* _Задание_
Почему, согласно тексту о рассказах-миниатюрах Толстого, работа над ними была для автора нелегкой? Ответьте в одном-трех предложениях.

* _Текст для чтения_
>>>>
Агапова Л.Е., Сиротина О.М., Иванов Н.Н.
Обучение школьников интерпретации малых жанров
прозы
Рассказы-миниатюры Л.Н.Толстого в библиографии характеризуются бегло,
мимоходом, чаще как литературные иллюстрации его педагогических взглядов, реже
– в связи с творческими поисками. Предлагаем варианты интерпретации этих
произведений с позиций исключительно художественных.
П.Палиевский,
Л.Д.Громова-Опульская, М.Громов, другие исследователи говорили о циклах
развития Толстого - нравственного, философского, духовного. Усомнившись вдруг в
«полезности» литературного труда, не удовлетворенный собой и миром, Толстой
поселился в Ясной Поляне, женился и увлекся идеями образования. Предварительно
съездил в Европу, а с 1863 по 1869 создавал «Войну и мир». Включенные в «Новую
азбуку», «Русские книги для чтения», рассказы-миниатюры формально сопровождают
школьные занятия Толстого. Но в плане творческом они - боковые побеги
интенсивной работы 1860-1870-х годов, по признанию автора, нелегкой. И не
потому даже, что адресованы рассказы читателю юному, в искусстве слова
неискушенному. А потому, что после «Войны и мира» Толстой пробовал писать по-другому:
на малом пространстве текста передавая максимум смысла. Усилия эти увенчались
успехом.
<<<<
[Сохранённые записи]
>>>>
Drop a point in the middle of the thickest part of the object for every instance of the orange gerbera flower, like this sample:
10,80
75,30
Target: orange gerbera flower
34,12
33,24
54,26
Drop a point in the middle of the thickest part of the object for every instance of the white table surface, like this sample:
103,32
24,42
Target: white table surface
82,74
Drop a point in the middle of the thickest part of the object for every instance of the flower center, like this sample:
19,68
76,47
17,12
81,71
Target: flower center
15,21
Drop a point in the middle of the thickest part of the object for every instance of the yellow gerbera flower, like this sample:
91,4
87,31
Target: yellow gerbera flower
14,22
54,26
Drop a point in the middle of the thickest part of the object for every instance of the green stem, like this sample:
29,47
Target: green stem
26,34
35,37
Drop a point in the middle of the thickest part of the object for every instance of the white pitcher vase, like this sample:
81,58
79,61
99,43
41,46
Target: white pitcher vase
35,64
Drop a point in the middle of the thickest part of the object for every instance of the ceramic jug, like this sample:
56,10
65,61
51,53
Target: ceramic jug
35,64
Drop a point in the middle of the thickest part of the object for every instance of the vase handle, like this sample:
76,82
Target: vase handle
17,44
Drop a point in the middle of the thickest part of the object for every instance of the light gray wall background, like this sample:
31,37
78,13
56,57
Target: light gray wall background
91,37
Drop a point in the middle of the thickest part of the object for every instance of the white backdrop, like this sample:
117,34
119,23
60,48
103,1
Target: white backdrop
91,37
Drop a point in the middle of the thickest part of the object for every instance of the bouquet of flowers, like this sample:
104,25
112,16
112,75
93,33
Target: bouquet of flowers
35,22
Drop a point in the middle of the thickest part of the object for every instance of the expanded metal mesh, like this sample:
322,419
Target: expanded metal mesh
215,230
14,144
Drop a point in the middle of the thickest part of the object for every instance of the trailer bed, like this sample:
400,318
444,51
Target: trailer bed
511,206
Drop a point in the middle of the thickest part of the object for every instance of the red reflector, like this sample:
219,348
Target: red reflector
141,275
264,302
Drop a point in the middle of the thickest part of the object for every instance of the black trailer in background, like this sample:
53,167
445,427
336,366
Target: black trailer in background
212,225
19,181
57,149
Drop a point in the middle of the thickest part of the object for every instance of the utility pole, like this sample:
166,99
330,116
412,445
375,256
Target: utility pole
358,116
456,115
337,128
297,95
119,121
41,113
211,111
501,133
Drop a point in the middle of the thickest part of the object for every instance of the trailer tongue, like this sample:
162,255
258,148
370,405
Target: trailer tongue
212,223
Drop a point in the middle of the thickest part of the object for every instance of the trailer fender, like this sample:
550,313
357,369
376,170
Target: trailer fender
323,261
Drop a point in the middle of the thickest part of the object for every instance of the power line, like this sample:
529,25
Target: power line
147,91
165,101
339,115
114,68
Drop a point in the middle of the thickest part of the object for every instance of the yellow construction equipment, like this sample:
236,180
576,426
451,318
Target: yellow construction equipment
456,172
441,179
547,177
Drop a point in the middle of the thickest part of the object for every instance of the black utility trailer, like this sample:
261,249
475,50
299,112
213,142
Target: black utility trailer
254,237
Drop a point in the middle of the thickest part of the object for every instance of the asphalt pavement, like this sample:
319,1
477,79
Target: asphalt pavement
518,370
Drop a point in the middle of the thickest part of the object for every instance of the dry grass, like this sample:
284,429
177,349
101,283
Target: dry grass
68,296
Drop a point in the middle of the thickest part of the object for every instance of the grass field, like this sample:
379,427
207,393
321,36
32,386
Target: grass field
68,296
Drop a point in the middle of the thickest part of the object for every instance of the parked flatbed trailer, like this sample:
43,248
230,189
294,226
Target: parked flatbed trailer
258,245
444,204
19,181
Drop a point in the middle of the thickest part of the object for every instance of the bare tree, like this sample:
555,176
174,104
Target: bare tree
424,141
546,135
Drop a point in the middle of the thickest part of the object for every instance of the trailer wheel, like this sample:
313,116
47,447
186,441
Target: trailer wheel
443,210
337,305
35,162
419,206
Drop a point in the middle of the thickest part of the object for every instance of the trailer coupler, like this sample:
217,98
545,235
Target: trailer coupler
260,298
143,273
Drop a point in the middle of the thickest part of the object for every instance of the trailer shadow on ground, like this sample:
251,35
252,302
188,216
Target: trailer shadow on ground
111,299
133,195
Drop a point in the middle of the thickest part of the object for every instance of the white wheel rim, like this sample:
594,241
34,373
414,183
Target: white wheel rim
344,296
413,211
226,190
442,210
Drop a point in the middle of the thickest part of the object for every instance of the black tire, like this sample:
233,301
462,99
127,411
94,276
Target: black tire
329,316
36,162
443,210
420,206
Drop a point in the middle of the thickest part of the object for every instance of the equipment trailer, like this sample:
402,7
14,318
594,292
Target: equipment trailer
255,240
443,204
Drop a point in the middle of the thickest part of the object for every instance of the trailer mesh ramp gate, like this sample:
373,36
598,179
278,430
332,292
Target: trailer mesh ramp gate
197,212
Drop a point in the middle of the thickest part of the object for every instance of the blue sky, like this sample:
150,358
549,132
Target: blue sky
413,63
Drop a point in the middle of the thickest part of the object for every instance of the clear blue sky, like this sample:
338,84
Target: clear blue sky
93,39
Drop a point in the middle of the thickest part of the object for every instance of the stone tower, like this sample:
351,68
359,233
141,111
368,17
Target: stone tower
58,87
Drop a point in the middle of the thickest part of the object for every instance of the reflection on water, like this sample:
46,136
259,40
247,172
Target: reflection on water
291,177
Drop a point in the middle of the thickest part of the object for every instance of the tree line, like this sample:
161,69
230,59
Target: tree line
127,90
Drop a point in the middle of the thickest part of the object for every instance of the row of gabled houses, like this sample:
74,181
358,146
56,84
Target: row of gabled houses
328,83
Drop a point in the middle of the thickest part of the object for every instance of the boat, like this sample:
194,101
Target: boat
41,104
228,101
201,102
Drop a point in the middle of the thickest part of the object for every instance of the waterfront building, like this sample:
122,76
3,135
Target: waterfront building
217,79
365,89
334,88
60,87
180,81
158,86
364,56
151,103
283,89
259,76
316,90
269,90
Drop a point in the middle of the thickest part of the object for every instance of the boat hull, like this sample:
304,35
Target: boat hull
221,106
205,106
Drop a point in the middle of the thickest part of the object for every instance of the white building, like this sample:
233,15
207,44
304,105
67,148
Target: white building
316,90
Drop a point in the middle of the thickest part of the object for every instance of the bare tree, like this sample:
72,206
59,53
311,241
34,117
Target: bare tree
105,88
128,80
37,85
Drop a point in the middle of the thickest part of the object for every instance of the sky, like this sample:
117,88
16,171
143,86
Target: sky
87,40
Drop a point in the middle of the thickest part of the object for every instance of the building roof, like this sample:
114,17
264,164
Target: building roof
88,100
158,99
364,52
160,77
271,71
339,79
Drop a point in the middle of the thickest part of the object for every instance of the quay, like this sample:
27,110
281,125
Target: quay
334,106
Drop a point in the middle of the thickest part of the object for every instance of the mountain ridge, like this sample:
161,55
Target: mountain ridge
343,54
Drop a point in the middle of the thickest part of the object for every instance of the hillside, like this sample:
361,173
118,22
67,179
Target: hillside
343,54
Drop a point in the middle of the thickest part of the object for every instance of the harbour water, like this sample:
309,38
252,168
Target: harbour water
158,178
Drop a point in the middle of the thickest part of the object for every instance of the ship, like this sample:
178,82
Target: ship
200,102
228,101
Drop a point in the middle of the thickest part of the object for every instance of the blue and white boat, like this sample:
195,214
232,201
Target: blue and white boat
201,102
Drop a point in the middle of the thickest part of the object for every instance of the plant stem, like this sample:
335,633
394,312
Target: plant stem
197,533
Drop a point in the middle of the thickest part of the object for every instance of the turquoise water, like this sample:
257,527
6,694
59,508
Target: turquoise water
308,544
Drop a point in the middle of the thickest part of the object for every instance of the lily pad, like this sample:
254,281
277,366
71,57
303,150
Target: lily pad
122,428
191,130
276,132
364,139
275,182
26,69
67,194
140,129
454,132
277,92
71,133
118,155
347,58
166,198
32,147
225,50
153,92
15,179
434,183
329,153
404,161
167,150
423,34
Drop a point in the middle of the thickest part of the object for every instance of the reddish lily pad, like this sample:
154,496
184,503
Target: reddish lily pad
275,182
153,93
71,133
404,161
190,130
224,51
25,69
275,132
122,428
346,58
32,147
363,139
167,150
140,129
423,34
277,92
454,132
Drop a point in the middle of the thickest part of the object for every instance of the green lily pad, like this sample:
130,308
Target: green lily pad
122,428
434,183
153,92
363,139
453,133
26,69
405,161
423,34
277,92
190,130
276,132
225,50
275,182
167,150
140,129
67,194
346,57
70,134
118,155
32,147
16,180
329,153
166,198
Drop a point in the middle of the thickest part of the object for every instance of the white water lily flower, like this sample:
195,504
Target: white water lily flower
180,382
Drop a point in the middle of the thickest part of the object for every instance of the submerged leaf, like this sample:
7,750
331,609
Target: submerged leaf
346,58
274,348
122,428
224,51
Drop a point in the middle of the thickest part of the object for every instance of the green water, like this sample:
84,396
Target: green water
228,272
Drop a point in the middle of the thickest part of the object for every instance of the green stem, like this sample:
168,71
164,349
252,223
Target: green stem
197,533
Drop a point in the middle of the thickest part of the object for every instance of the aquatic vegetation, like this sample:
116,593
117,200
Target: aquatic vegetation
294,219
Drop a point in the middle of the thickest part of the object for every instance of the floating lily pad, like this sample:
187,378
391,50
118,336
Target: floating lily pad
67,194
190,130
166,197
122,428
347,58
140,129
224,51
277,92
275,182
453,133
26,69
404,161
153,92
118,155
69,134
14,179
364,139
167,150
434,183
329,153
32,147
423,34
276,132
<<<<
* _Ответ_
Трудность была не в том, что рассказы адресованы юному, неискушенному в искусстве слова читателю. После «Войны и мира» Толстой пробовал писать по-другому: передавать максимум смысла на малом пространстве текста.